▸ **TASK OBJECTIVE**: Replace "young woman" with "older woman" in the rows starting at their beginning and ending at the line that contains "Return the outline of every instance of the young", and give those lines again with nothing else changed.

** start of DATA ENTRIES **

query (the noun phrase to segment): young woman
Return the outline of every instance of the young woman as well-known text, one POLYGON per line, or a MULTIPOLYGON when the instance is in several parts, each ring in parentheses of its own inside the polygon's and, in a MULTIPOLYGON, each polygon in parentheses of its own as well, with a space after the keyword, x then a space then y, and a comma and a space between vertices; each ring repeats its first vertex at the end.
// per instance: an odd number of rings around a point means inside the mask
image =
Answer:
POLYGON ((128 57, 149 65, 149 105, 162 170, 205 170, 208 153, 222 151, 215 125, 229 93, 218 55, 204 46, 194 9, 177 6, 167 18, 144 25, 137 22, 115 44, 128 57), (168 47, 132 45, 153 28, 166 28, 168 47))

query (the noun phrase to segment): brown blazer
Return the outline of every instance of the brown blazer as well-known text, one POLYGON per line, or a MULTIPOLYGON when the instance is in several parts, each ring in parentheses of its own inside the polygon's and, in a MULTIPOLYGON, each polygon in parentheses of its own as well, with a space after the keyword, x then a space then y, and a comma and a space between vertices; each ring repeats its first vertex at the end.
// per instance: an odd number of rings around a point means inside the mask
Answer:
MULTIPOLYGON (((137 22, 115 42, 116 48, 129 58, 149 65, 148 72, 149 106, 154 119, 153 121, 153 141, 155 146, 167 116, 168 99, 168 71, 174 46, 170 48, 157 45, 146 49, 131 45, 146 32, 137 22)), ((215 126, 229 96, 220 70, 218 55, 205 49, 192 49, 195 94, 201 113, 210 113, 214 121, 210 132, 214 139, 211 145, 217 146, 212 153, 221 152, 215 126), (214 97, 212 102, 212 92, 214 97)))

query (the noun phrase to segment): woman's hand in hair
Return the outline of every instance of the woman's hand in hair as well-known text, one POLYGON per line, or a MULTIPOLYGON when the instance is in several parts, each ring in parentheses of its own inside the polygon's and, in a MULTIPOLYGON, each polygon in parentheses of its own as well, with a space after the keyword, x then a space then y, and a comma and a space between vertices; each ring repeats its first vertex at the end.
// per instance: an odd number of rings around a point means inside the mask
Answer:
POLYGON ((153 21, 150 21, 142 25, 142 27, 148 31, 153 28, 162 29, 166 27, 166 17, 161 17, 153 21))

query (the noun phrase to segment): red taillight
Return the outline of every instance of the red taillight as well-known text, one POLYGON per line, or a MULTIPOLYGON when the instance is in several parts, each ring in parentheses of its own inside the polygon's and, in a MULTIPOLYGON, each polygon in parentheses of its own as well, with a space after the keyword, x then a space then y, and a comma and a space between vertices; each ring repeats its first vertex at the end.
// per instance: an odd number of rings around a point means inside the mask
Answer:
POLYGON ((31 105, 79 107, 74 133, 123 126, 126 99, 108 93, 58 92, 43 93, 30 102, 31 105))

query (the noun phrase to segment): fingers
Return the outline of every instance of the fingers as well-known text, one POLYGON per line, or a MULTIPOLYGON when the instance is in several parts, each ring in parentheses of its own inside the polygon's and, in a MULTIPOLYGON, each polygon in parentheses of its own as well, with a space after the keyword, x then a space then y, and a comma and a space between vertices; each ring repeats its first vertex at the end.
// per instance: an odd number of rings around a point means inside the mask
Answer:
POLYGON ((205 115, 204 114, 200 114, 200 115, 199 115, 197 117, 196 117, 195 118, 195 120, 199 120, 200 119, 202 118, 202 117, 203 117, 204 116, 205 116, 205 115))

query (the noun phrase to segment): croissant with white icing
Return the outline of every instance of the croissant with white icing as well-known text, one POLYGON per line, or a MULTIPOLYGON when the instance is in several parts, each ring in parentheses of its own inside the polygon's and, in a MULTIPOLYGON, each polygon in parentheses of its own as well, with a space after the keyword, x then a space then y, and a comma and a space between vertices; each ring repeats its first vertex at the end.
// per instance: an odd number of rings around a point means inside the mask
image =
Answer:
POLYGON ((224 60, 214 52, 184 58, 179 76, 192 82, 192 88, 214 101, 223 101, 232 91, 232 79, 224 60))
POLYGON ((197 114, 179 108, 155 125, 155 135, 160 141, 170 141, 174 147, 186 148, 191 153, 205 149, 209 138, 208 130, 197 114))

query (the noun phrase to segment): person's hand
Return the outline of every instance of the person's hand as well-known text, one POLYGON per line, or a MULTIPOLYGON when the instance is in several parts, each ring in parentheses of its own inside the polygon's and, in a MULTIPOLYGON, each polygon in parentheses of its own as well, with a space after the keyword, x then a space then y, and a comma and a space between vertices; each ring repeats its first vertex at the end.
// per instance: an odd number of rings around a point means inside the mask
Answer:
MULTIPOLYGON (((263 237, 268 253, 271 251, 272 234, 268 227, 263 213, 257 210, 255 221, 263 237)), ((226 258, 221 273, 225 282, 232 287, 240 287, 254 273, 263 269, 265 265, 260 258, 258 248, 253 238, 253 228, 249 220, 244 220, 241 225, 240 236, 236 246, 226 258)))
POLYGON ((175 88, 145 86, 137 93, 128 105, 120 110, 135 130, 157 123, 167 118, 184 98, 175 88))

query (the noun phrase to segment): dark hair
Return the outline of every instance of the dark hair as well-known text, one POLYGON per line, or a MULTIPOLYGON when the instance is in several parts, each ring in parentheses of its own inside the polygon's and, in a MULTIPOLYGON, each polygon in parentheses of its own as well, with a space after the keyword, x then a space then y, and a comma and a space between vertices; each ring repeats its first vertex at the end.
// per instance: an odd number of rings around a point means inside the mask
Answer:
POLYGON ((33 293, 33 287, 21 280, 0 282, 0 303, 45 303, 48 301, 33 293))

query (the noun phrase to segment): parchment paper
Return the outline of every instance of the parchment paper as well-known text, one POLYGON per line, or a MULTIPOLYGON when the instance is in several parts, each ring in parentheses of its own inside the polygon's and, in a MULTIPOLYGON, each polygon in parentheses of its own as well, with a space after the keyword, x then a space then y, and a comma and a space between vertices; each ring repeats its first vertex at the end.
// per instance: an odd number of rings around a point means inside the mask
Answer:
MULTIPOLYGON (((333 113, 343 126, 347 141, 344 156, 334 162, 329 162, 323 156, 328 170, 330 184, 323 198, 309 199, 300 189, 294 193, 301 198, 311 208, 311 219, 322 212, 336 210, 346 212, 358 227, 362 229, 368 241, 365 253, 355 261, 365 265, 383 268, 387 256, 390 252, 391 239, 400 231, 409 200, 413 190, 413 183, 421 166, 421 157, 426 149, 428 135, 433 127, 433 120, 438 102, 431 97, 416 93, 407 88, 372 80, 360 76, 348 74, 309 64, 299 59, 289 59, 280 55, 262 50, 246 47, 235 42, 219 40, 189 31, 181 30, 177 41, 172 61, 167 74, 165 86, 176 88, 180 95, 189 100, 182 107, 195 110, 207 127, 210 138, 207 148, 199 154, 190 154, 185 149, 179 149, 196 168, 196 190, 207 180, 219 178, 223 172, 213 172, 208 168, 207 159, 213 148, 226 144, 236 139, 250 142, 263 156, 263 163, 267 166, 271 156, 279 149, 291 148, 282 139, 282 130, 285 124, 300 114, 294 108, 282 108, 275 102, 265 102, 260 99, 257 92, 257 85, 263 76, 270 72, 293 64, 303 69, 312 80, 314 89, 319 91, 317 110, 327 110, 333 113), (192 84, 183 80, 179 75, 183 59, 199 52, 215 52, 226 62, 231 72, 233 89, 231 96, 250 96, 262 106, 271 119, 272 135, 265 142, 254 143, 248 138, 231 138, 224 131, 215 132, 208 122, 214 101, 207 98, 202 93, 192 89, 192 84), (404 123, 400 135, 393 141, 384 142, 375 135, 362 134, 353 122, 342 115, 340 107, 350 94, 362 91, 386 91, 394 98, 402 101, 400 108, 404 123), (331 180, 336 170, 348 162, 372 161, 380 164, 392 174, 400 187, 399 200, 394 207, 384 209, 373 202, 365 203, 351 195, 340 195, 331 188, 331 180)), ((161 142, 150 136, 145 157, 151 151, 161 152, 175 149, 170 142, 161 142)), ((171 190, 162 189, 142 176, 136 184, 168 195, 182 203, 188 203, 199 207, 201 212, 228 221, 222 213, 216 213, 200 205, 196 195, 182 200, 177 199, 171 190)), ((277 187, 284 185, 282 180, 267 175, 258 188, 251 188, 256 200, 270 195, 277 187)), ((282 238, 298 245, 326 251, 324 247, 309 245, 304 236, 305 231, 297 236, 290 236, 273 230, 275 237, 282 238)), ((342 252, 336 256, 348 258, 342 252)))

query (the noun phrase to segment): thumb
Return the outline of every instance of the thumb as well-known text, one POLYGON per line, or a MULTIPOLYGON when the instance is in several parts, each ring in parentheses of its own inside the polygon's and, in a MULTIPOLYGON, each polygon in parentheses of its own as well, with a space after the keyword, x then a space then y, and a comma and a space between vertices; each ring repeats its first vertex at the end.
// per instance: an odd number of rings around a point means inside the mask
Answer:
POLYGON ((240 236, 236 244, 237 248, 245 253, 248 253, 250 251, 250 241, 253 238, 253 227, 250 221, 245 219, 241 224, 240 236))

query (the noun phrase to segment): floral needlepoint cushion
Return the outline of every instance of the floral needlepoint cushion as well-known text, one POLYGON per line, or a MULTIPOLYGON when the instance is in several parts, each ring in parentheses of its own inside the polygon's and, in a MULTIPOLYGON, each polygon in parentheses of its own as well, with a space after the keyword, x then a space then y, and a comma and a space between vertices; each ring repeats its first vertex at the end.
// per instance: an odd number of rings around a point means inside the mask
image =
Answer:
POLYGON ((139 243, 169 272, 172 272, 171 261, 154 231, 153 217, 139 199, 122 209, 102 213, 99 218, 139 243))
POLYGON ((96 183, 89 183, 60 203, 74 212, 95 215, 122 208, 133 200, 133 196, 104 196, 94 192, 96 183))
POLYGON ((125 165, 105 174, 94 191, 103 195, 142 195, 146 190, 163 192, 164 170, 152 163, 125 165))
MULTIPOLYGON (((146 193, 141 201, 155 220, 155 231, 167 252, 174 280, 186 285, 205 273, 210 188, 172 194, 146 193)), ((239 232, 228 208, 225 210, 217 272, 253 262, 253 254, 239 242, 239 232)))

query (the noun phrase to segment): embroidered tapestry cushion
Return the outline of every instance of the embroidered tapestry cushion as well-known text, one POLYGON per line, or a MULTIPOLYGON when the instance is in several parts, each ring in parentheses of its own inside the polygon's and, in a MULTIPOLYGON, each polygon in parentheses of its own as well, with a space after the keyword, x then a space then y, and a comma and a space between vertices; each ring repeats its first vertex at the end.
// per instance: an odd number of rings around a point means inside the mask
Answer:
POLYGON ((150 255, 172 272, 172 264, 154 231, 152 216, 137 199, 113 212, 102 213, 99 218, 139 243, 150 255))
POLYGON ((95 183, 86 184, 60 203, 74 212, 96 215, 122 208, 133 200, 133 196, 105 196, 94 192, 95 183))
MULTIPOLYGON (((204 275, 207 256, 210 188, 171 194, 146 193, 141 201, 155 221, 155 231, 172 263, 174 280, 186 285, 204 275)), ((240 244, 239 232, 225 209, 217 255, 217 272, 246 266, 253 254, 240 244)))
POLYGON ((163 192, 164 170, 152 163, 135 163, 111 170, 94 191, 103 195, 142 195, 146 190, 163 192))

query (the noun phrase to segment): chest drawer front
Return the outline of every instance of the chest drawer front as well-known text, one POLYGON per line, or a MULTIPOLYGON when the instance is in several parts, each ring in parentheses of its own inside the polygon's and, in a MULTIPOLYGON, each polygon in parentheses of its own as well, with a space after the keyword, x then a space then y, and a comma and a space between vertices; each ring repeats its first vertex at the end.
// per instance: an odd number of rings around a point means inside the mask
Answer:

** end of DATA ENTRIES **

▸ **CORRECT RESULT**:
query (the noun phrase to segment): older woman
Return the outline of every instance of the older woman as well-known text, one POLYGON per line, or a MULTIPOLYGON when the instance is in several parts, each ring in parentheses of its own inside the polygon's and, in a MULTIPOLYGON, each polygon in parentheses of its own as well, with a space after the keyword, x then a space then y, and a comma and a space between vertices; each ring repeats its first vertex at the end.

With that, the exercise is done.